YOUR INSTRUCTIONS => Copy the records from their beginning through the line containing "32 109 L 32", requests included, multiplying every coordinate in the outlines by 0.95 and rounding to whole numbers, with halves rounded up. Omit the pictures.

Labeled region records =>
>>>>>

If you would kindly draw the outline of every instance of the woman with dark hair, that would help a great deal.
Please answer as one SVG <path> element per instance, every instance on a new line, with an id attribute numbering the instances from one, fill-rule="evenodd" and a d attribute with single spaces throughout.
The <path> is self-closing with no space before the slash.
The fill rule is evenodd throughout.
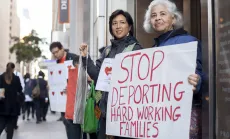
<path id="1" fill-rule="evenodd" d="M 0 75 L 0 134 L 7 128 L 7 139 L 13 138 L 14 126 L 19 113 L 22 86 L 18 76 L 14 75 L 14 63 L 8 63 L 6 72 Z M 18 95 L 18 93 L 20 93 Z"/>
<path id="2" fill-rule="evenodd" d="M 99 71 L 103 60 L 105 58 L 115 58 L 115 56 L 119 53 L 127 52 L 127 51 L 135 51 L 142 49 L 137 39 L 133 36 L 133 19 L 130 14 L 123 10 L 116 10 L 112 13 L 109 18 L 109 31 L 114 39 L 111 40 L 111 45 L 107 46 L 103 53 L 101 54 L 101 58 L 96 61 L 96 65 L 94 65 L 90 56 L 88 57 L 88 61 L 86 62 L 86 56 L 88 55 L 88 46 L 86 44 L 82 44 L 80 46 L 80 51 L 83 59 L 83 64 L 86 67 L 88 75 L 97 82 L 97 78 L 99 75 Z M 102 112 L 100 121 L 99 121 L 99 139 L 105 139 L 105 130 L 106 130 L 106 108 L 107 108 L 107 100 L 108 100 L 108 92 L 102 93 L 102 98 L 100 100 L 100 110 Z M 116 137 L 121 138 L 121 137 Z"/>
<path id="3" fill-rule="evenodd" d="M 48 111 L 48 83 L 44 79 L 45 74 L 42 71 L 38 72 L 38 79 L 35 80 L 34 86 L 39 85 L 40 94 L 34 97 L 35 111 L 37 124 L 46 121 L 46 114 Z"/>
<path id="4" fill-rule="evenodd" d="M 32 109 L 32 118 L 34 118 L 34 112 L 35 112 L 34 102 L 32 98 L 32 90 L 34 88 L 34 85 L 33 85 L 33 80 L 30 79 L 29 73 L 26 73 L 26 75 L 24 76 L 24 80 L 25 80 L 25 89 L 24 89 L 25 103 L 23 107 L 22 119 L 25 120 L 25 113 L 27 112 L 27 121 L 29 121 L 30 110 Z"/>

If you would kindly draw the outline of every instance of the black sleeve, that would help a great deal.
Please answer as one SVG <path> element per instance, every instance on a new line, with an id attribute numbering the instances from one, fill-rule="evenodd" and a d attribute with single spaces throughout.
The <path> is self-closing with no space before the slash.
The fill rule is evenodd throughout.
<path id="1" fill-rule="evenodd" d="M 48 93 L 49 93 L 49 90 L 48 90 L 48 83 L 47 81 L 45 81 L 45 85 L 46 85 L 46 89 L 45 89 L 45 97 L 48 98 Z"/>
<path id="2" fill-rule="evenodd" d="M 16 77 L 17 92 L 22 93 L 22 85 L 18 76 Z"/>
<path id="3" fill-rule="evenodd" d="M 2 75 L 0 75 L 0 88 L 3 88 L 3 84 L 2 84 Z"/>

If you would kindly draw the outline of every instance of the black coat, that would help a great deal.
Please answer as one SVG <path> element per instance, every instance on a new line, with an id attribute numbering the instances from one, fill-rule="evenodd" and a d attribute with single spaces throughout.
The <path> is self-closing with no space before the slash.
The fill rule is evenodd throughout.
<path id="1" fill-rule="evenodd" d="M 102 66 L 104 59 L 105 58 L 115 58 L 115 56 L 117 54 L 122 53 L 126 47 L 128 47 L 129 45 L 132 45 L 134 43 L 136 43 L 136 44 L 133 48 L 133 51 L 142 49 L 141 45 L 138 43 L 136 38 L 133 36 L 127 36 L 121 40 L 111 40 L 112 45 L 107 46 L 104 49 L 103 53 L 101 54 L 101 58 L 99 58 L 96 61 L 96 65 L 94 65 L 94 62 L 92 61 L 90 56 L 88 57 L 88 62 L 86 62 L 85 57 L 82 58 L 82 62 L 83 62 L 84 67 L 86 67 L 86 63 L 88 63 L 87 64 L 87 72 L 88 72 L 90 78 L 94 80 L 95 84 L 97 82 L 97 78 L 99 76 L 99 72 L 100 72 L 100 69 L 101 69 L 101 66 Z M 108 47 L 111 47 L 110 48 L 111 50 L 110 50 L 109 54 L 105 54 Z"/>
<path id="2" fill-rule="evenodd" d="M 13 74 L 11 84 L 5 81 L 5 73 L 0 75 L 0 88 L 5 89 L 5 98 L 0 100 L 0 115 L 17 116 L 20 114 L 20 101 L 24 96 L 18 76 Z"/>
<path id="3" fill-rule="evenodd" d="M 67 52 L 65 61 L 67 61 L 67 60 L 74 60 L 75 57 L 77 57 L 76 54 Z M 60 63 L 60 60 L 57 60 L 57 63 Z"/>

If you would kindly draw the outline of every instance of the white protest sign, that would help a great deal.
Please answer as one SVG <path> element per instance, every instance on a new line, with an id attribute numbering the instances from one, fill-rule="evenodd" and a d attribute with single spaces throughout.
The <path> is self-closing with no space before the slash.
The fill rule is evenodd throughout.
<path id="1" fill-rule="evenodd" d="M 54 64 L 48 67 L 49 100 L 52 111 L 65 112 L 67 96 L 66 64 Z"/>
<path id="2" fill-rule="evenodd" d="M 122 53 L 113 61 L 106 134 L 188 139 L 197 42 Z M 116 73 L 116 74 L 115 74 Z"/>
<path id="3" fill-rule="evenodd" d="M 109 92 L 113 60 L 112 58 L 104 59 L 98 76 L 96 90 Z"/>

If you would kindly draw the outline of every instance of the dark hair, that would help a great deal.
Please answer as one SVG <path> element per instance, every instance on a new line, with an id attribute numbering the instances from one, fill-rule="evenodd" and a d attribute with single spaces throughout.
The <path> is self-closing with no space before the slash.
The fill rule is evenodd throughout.
<path id="1" fill-rule="evenodd" d="M 76 55 L 76 56 L 73 58 L 73 65 L 75 66 L 76 64 L 79 64 L 79 55 Z"/>
<path id="2" fill-rule="evenodd" d="M 5 80 L 11 82 L 13 78 L 13 72 L 14 72 L 15 65 L 12 62 L 7 63 L 6 65 L 6 74 L 5 74 Z"/>
<path id="3" fill-rule="evenodd" d="M 30 78 L 30 74 L 26 73 L 26 75 L 24 76 L 24 79 L 29 79 Z"/>
<path id="4" fill-rule="evenodd" d="M 102 53 L 104 52 L 104 50 L 105 50 L 105 46 L 101 47 L 101 48 L 99 49 L 99 52 L 102 54 Z"/>
<path id="5" fill-rule="evenodd" d="M 133 36 L 133 33 L 134 33 L 134 27 L 133 27 L 133 18 L 131 17 L 131 15 L 126 12 L 126 11 L 123 11 L 123 10 L 116 10 L 114 11 L 111 16 L 109 17 L 109 32 L 112 36 L 113 35 L 113 32 L 112 32 L 112 24 L 113 24 L 113 19 L 115 17 L 117 17 L 118 15 L 123 15 L 125 18 L 126 18 L 126 21 L 127 23 L 129 24 L 129 26 L 131 27 L 130 31 L 129 31 L 129 35 L 130 36 Z"/>
<path id="6" fill-rule="evenodd" d="M 42 72 L 41 70 L 38 72 L 38 76 L 42 76 L 42 78 L 44 78 L 45 77 L 45 74 L 44 74 L 44 72 Z"/>
<path id="7" fill-rule="evenodd" d="M 54 49 L 54 48 L 58 48 L 58 49 L 62 49 L 63 48 L 63 46 L 62 46 L 62 44 L 60 43 L 60 42 L 52 42 L 51 44 L 50 44 L 50 52 L 52 51 L 52 49 Z"/>

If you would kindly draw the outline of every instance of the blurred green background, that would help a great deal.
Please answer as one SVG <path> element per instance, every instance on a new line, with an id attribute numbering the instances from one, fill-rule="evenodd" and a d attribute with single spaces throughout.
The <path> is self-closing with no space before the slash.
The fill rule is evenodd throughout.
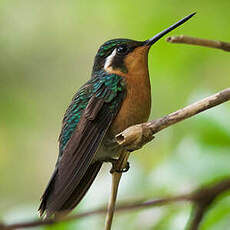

<<<<<

ANSWER TO THE TASK =>
If you would kindly draw the outline of every instance of the woman with dark hair, that would help a great deal.
Please answer as one SVG <path> element per instance, every instance on a new line, with an id attribute numbering the instances from one, fill-rule="evenodd" and a d attribute with single spaces throughout.
The <path> is self-closing with no space before the slash.
The fill rule is evenodd throughout.
<path id="1" fill-rule="evenodd" d="M 0 71 L 0 127 L 7 122 L 7 132 L 12 131 L 13 120 L 18 107 L 21 82 L 17 72 L 13 71 L 13 60 L 8 60 L 6 68 Z M 17 90 L 17 88 L 19 88 Z"/>
<path id="2" fill-rule="evenodd" d="M 94 67 L 98 57 L 100 55 L 109 55 L 109 53 L 113 50 L 121 49 L 121 48 L 128 48 L 135 47 L 130 37 L 126 34 L 126 18 L 124 13 L 117 10 L 110 10 L 106 12 L 104 17 L 104 29 L 108 37 L 105 38 L 105 43 L 102 44 L 98 50 L 96 51 L 96 55 L 91 58 L 91 62 L 89 62 L 86 53 L 84 54 L 84 58 L 82 59 L 82 53 L 84 52 L 84 44 L 82 42 L 78 42 L 76 44 L 76 48 L 79 56 L 79 61 L 82 64 L 84 71 L 92 78 L 92 74 L 94 71 Z M 97 106 L 95 115 L 94 115 L 94 132 L 100 132 L 100 124 L 101 124 L 101 103 L 102 103 L 102 95 L 103 95 L 103 87 L 97 88 L 97 93 L 95 95 L 95 105 Z M 110 130 L 115 131 L 115 130 Z"/>
<path id="3" fill-rule="evenodd" d="M 46 105 L 46 79 L 42 75 L 43 70 L 40 67 L 36 68 L 36 75 L 33 76 L 32 82 L 37 81 L 38 89 L 32 92 L 33 105 L 35 118 L 44 115 L 44 108 Z"/>
<path id="4" fill-rule="evenodd" d="M 30 104 L 30 112 L 32 112 L 32 106 L 33 106 L 32 97 L 30 93 L 30 86 L 32 84 L 32 81 L 31 81 L 31 76 L 29 75 L 28 69 L 25 69 L 25 71 L 23 72 L 23 76 L 24 76 L 24 85 L 23 85 L 24 98 L 22 102 L 21 113 L 24 114 L 24 107 L 26 106 L 26 115 L 28 115 L 29 105 Z"/>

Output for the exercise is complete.